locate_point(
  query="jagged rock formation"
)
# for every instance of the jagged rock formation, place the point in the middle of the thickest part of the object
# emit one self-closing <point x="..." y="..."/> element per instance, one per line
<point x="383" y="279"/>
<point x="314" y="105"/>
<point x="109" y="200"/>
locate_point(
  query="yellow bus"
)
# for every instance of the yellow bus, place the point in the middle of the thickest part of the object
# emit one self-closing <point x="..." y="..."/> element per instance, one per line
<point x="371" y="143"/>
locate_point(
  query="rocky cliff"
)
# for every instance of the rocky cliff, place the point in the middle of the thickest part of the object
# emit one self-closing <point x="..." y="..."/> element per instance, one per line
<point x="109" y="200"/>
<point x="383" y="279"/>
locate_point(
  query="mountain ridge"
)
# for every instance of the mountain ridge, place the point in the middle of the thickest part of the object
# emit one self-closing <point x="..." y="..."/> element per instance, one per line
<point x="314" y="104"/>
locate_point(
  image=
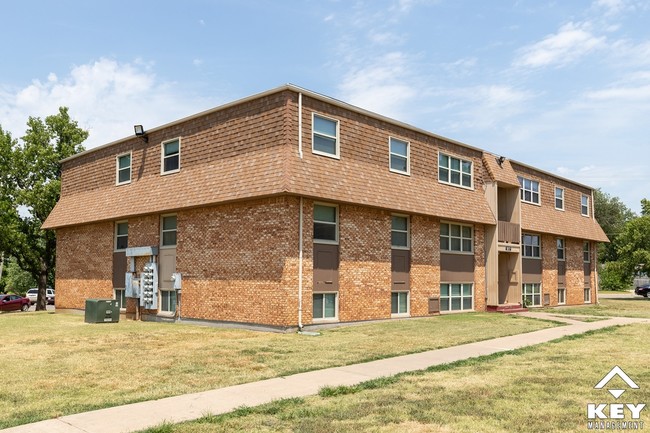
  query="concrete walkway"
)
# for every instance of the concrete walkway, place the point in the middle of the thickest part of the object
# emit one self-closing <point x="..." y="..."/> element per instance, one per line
<point x="139" y="416"/>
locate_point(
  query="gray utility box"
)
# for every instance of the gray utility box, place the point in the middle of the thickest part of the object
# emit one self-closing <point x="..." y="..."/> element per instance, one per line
<point x="102" y="311"/>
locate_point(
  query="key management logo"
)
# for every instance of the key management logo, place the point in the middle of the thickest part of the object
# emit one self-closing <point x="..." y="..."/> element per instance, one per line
<point x="615" y="416"/>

=-=-=

Format every line of the rows above as a JSON list of strings, one string per line, with blank lines omitted. Leave the pictures out of the list.

[
  "locate_point(",
  "  query=\"jagged rock formation\"",
  ")",
  "# for every instance of the jagged rock formation, place the point in the middle of the thickest part of the object",
  "# emit one self-closing <point x=\"...\" y=\"...\"/> element per instance, one per line",
  "<point x=\"383\" y=\"279\"/>",
  "<point x=\"314\" y=\"105\"/>",
  "<point x=\"109\" y=\"200\"/>",
  "locate_point(",
  "  query=\"yellow bus\"",
  ")",
  "# for every instance of the yellow bus, place the point in the middle of the thickest part of the object",
  "# emit one self-closing <point x=\"...\" y=\"...\"/> element per instance, one per line",
  "<point x=\"371\" y=\"143\"/>",
  "locate_point(",
  "  query=\"rocky cliff\"",
  ")",
  "# for every instance of the rocky cliff, place the point in the middle of the thickest part of the object",
  "# emit one self-closing <point x=\"...\" y=\"...\"/> element per instance, one per line",
  "<point x=\"109\" y=\"200\"/>",
  "<point x=\"383\" y=\"279\"/>",
  "locate_point(",
  "  query=\"mountain ridge\"",
  ")",
  "# for every instance of the mountain ridge, place the point in the middle of the thickest part of the object",
  "# emit one self-closing <point x=\"...\" y=\"...\"/> element per instance, one per line",
  "<point x=\"314\" y=\"104\"/>",
  "locate_point(",
  "  image=",
  "  query=\"concrete walkway\"",
  ")",
  "# for every instance of the concrete walkway, place the point in the middle of the thickest part of the object",
  "# emit one self-closing <point x=\"...\" y=\"...\"/> element per instance, one per line",
  "<point x=\"139\" y=\"416\"/>",
  "locate_point(",
  "  query=\"gray utility box\"",
  ")",
  "# for every instance of the gray utility box, place the point in the middle of the thickest part of the object",
  "# emit one self-closing <point x=\"...\" y=\"...\"/> element per instance, one per line",
  "<point x=\"102\" y=\"311\"/>",
  "locate_point(",
  "  query=\"key management logo\"",
  ")",
  "# for every instance of the key management logo, place the point in the middle of the thickest part of the object",
  "# emit one self-closing <point x=\"...\" y=\"...\"/> element per instance, one per line",
  "<point x=\"615\" y=\"416\"/>"
]